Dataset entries
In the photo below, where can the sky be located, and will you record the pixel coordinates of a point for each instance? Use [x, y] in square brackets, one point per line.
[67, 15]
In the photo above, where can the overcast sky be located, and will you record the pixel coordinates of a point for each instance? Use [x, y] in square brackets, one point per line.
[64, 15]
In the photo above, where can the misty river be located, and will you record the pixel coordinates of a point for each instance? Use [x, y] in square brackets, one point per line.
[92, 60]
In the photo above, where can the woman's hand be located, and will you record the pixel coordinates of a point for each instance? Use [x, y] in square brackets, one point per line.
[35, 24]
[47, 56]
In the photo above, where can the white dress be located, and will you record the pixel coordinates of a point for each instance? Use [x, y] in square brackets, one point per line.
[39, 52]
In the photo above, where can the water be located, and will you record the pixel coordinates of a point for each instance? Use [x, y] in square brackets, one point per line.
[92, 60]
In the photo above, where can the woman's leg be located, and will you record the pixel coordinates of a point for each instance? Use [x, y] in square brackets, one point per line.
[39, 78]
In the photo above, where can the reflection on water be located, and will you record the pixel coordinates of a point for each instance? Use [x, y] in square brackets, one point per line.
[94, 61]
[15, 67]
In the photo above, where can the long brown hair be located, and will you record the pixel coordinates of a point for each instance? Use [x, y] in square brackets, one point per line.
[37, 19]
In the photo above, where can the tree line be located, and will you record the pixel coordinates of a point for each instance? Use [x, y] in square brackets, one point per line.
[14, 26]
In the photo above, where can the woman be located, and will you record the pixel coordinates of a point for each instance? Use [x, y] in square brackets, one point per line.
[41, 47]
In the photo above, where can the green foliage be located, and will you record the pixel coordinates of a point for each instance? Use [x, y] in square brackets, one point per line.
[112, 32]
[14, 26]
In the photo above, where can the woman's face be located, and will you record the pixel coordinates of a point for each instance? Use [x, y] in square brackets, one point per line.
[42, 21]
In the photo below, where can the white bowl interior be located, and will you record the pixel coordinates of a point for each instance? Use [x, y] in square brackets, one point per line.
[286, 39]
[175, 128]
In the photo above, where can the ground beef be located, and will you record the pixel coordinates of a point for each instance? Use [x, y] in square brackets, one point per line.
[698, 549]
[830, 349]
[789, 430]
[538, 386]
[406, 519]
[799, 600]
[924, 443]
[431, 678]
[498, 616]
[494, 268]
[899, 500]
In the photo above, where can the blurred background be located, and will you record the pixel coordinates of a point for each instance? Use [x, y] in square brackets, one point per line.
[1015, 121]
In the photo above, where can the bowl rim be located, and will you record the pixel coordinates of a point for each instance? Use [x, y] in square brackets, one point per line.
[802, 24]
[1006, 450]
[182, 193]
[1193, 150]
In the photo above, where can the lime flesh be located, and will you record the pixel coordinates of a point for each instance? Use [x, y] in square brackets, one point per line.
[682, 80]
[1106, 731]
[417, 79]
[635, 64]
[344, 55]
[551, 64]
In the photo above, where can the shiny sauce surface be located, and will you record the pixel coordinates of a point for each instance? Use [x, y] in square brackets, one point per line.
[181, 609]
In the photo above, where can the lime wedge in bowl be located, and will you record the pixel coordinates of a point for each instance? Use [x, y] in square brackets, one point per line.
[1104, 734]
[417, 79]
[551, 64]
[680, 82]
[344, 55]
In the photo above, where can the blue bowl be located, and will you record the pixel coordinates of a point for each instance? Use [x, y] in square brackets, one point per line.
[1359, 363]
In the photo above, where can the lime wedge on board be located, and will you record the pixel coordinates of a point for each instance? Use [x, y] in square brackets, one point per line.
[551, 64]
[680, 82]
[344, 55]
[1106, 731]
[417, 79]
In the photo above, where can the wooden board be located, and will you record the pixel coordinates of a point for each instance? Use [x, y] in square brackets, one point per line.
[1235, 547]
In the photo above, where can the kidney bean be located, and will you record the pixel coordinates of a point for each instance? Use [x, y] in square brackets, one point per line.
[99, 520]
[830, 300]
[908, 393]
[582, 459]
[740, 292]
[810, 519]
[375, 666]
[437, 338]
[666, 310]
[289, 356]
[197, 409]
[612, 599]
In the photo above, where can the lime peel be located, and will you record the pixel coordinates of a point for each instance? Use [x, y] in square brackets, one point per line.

### DIRECTIONS
Could you restate every entry verbatim, please?

### SOLUTION TO THE PROBLEM
In the photo below, where can the sky be located, and will you record the pixel coordinates of a point for each instance? Use [x, y] in square brackets, one point per line.
[67, 15]
In the photo above, where can the overcast sky be located, and will you record the pixel coordinates of a point for each instance? Use [x, y] in square brackets, one point per line.
[64, 15]
In the photo above, where can the misty river be located, and will you record the pixel coordinates of a point for each instance? Use [x, y] in square brackets, one point per line.
[92, 60]
In the photo above, where can the woman's hand be located, and will you record the pixel coordinates of a point for each instance? Use [x, y] in square brackets, one point per line.
[35, 24]
[47, 56]
In the photo above, where can the white dress be located, and will you record the pixel coordinates of a point for each instance? Use [x, y] in square brackets, one point per line.
[39, 52]
In the photo above, where can the water be located, and will you record the pixel coordinates of a point for each instance? Use [x, y] in square brackets, one point per line.
[92, 60]
In the photo above, where can the woman's leg be located, and will you record the pixel coordinates of a point for each instance? Use [x, y] in square brackets, one point per line.
[39, 78]
In the photo above, where can the reflection on water be located, and will you record the pixel coordinates of a point for each instance? Use [x, y] in square brackets, one point per line.
[94, 61]
[15, 67]
In the photo above, where can the long brown hair be located, and will you record the pixel coordinates of a point for each instance? Use [x, y] in square brackets, one point per line.
[37, 19]
In the photo above, where can the tree line be located, and will you record the pixel coordinates of a point for each instance? Use [x, y] in square brackets, one point per line.
[14, 26]
In the photo above, where can the woman be located, and will you record the pixel coordinates of a point for each instance? Use [x, y] in square brackets, one point per line.
[41, 47]
In the photo above, where can the green foliage be located, and will you record the pixel coordinates of a point for each instance? Use [x, y] in square brackets, one point per line.
[112, 32]
[14, 26]
In the photo above, where can the woman's face be located, and will you record the pixel coordinates of a point for each instance? Use [x, y] in square brackets, one point per line.
[42, 21]
In the photo below, where can the white bowl interior be located, and will you record the pixel coordinates of a point for each instance? Use [x, y] in square brackets, one point per line.
[286, 39]
[175, 128]
In the photo above, where can the ground beef be located, and will you record the pixel coordinates of a point for each instance? Use [x, y] in square brackets, one point per line.
[698, 549]
[830, 349]
[789, 430]
[538, 386]
[406, 519]
[799, 600]
[924, 443]
[431, 678]
[498, 616]
[494, 268]
[899, 500]
In the photo above, where can the blurred background be located, and will you record the pixel coordinates of a point for each instance? Use [x, y] in square brackets, one point per line.
[1015, 121]
In the photo above, where can the bowl rim be located, and will you record the pixel coordinates of a point for each instance? Use [x, y] in square brackets, one point per line.
[802, 24]
[1006, 450]
[182, 193]
[1193, 150]
In the photo above, where can the lime flesh be located, and will you record the pixel coordinates of a point for each instance? Use [x, y] in square brackets, one point per line.
[682, 80]
[1106, 731]
[417, 79]
[635, 64]
[344, 55]
[551, 64]
In the photo above, where can the shiny sauce surface be located, and will you record the pixel coordinates of a point for each instance? Use [x, y] in square brackets, one point per line.
[181, 609]
In the photo above, where can the lime wedge in bowl be located, and will you record the pixel coordinates of a point for each instance? Use [x, y] in square brackets, one point per line.
[1104, 734]
[417, 79]
[551, 64]
[680, 82]
[344, 55]
In the photo above, where can the blue bowl be located, and will you record the pixel coordinates of a point for each instance? Use [x, y] in square brackets, one point per line.
[1359, 363]
In the photo above, where can the lime wedge on board be located, and will you record the pixel coordinates of a point for each instance? Use [x, y] in square brackets, one point per line.
[551, 64]
[680, 82]
[344, 55]
[1106, 731]
[417, 79]
In the photo above, where can the wooden board be located, and will you record the pixel coordinates of a point for each instance? Use [x, y] in square brackets, one point per line.
[1235, 547]
In the photo above, where can the kidney bean be located, and will you record the pixel coordinates of a point for each instance? Use [x, y] in square brackets, one point per line.
[99, 520]
[830, 300]
[908, 393]
[582, 459]
[740, 292]
[810, 519]
[375, 666]
[437, 338]
[666, 310]
[289, 356]
[197, 409]
[612, 599]
In the photo above, where can the lime peel be located, and will you record the pixel coordinates of a point for each instance? Use [x, y] in square brackets, one point per line.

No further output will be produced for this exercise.